§ Problem 1
Return the stretch of the Salesforce outsourcing article from "On the flip" through "or more partners.", copied word for word.
§ Problem 2
In the Salesforce outsourcing article, what share of respondents to the 2019 Salesforce Best Practices Research study were working with at least one consulting vendor?

§ Extract provided
>> Start
Release management should be handled by someone who is incredibly organized, and disciplined enough to adhere to a defined governance process. It’s important to have someone comfortable telling execs “no” to maintain the process and rigor that’s required of the position, and that might be difficult for an external vendor.

Depending on the size and scale of your organization you may have multiple people handling these responsibilities. Some people may be handling the responsibilities in addition to other duties, while for others, it will be their full-time job (e.g. full-time release managers).

What Should Be Outsourced

On the flip side, we’d be remiss not to discuss the tasks and roles you should consider outsourcing to an external party because there are many. In our 2019 Salesforce Best Practices Research study, we found that 94% of respondents were working with at least one consulting vendor. More than half (53%) were working with three or more partners.

There are many reasons why so many companies choose to outsource so much of their Salesforce work:

  1. The Salesforce platform is both deep and broad, which means you’ll be hard-pressed to find experts inside your organization knowledgeable in every skill and specialty you might need.
  2. The Salesforce platform and ecosystem is ever-evolving, which means it’s tough to keep updated on every new feature, advancement or change, especially if you aren’t in the sole business of being a Salesforce expert.
  3. Experienced Salesforce talent is difficult to find and not easy to keep, especially technical and specialized roles. According to our 2019 Salesforce Talent Ecosystem report, when it comes to the roles most-in-demand and hardest to retain, architects, developers and technical leads came in at the top 3 of both lists. 

Given the dynamics above, it makes sense that the skills and roles we believe are best suited to an external expert are those that are either hard to find, hard to keep, or require an outside perspective. 

These include:

Developer: Development talent (people versed in Salesforce-specific configurations, APIs, and coding languages like Apex, Lightning, or Visualforce) can be hard to vet and qualify. Especially if the person in charge of finding this resource isn’t technical themselves. When customers work with a trusted partner, whether onshore or offshore, they can take ownership of the quality and can provide a safety net if things go awry. 

Technical Lead: This role is even more difficult to find, vet, and qualify, especially since many Technical Leads should have more years of experience and more projects under their belt. Yet these experts are indispensable when it comes to designing solutions, communicating, clarifying and testing requirements, and helping a bigger team of Salesforce developers to work together in a cohesive way.

Technical Architect: This is a seasoned role that can define, design, and execute solutions on the Salesforce platform, as well as other tools, often acting as a technical advisor throughout the entire engagement. Technical Architects are few and far between, and they also don’t typically need to be a full-time resource.  Outsourcing allows you to access Technical Architecture in a fractional capacity. 

Integration Specialist: This role specializes in integrating Salesforce with other tools via APIs, Mulesoft, and/or third-party middleware applications (e.g. Informatica, Boomi, Jitterbit, Talend). Specialized skill sets like integration change rapidly, so looking outside company walls can ensure you’re keeping up with the latest developments.  Bringing in an expert for a particular integration platform can also accelerate a project and allow your internal team to focus on their core competencies.
>> End
§ Listed records
>> Start
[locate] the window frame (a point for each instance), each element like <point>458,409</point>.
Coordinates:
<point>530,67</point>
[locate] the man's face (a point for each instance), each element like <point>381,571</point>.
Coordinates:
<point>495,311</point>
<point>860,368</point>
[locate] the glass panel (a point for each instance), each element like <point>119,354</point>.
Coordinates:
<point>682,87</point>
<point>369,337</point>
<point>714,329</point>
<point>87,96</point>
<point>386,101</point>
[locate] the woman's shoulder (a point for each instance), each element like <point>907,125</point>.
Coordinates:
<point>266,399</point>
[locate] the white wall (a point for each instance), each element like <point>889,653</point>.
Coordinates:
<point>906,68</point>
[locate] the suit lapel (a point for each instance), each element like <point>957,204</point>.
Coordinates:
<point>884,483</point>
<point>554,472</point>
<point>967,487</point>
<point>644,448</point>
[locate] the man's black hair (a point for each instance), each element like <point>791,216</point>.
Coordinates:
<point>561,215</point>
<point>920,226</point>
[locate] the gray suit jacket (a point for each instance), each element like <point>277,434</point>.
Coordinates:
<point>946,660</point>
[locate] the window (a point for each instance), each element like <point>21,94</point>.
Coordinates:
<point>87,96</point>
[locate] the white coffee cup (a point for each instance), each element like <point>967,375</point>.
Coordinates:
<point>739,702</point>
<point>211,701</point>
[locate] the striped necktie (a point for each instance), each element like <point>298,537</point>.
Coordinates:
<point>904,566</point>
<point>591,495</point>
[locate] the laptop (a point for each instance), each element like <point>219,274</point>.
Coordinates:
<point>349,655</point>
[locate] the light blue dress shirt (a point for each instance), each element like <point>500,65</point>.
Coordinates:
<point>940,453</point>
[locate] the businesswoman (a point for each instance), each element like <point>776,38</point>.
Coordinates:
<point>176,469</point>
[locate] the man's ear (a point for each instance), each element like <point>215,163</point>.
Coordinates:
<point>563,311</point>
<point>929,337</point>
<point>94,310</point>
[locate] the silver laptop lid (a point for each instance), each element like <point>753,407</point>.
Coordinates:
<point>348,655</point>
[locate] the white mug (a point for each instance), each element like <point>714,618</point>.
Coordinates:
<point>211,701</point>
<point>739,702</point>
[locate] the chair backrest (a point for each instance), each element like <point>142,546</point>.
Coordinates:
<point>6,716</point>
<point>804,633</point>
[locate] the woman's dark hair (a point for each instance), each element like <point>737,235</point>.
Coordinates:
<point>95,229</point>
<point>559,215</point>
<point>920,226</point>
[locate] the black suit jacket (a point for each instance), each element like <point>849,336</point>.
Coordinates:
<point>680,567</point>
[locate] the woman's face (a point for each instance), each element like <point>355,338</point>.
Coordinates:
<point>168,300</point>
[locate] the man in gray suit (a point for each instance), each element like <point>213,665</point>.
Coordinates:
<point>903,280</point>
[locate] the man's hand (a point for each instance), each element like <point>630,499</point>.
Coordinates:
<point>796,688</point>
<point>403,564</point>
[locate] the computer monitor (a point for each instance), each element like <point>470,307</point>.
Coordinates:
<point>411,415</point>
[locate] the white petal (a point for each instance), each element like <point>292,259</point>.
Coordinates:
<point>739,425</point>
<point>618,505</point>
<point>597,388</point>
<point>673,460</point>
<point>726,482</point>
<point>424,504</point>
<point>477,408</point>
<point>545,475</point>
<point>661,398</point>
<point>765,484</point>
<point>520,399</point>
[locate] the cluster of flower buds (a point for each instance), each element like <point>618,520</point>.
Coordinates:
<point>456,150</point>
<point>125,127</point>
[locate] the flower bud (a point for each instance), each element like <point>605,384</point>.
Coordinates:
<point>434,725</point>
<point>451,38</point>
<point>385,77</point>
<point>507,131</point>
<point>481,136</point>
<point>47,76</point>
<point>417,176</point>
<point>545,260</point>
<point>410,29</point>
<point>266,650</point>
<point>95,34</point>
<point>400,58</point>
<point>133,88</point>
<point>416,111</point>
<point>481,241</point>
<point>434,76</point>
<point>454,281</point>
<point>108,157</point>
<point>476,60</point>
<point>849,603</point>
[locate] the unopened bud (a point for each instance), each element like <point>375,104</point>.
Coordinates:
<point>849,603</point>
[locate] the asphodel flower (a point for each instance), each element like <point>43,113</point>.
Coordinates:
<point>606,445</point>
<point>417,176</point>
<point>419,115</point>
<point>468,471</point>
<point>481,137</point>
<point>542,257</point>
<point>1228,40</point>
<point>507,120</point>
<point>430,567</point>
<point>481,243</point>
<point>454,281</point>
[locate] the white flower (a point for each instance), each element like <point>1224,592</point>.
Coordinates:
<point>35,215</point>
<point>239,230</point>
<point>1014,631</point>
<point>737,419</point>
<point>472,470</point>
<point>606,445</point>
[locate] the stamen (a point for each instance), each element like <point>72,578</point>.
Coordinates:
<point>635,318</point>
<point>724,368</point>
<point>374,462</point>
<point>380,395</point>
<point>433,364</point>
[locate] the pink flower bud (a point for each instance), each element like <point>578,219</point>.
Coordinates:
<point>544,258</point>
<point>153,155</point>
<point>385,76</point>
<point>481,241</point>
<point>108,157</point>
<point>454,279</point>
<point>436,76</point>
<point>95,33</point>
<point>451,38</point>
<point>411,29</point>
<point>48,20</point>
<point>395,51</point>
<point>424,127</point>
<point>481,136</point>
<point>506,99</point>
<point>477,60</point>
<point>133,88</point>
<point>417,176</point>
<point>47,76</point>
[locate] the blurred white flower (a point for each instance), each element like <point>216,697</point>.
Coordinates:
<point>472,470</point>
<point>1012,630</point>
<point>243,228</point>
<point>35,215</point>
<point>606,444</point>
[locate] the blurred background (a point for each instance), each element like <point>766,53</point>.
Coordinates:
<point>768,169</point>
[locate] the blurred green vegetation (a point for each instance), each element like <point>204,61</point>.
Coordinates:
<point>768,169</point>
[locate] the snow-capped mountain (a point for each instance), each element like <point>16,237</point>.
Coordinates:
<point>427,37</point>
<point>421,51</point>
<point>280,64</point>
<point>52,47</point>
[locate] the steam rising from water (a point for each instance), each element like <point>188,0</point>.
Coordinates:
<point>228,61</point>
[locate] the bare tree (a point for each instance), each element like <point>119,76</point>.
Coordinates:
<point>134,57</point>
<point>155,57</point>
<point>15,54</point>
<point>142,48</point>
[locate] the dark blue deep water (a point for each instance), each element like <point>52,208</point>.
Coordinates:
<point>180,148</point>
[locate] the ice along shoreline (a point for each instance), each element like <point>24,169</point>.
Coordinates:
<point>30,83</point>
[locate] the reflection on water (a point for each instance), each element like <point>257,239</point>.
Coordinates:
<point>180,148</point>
>> End
§ Task answer 1
On the flip side, we’d be remiss not to discuss the tasks and roles you should consider outsourcing to an external party because there are many. In our 2019 Salesforce Best Practices Research study, we found that 94% of respondents were working with at least one consulting vendor. More than half (53%) were working with three or more partners.

§ Task answer 2
94% of respondents were working with at least one consulting vendor.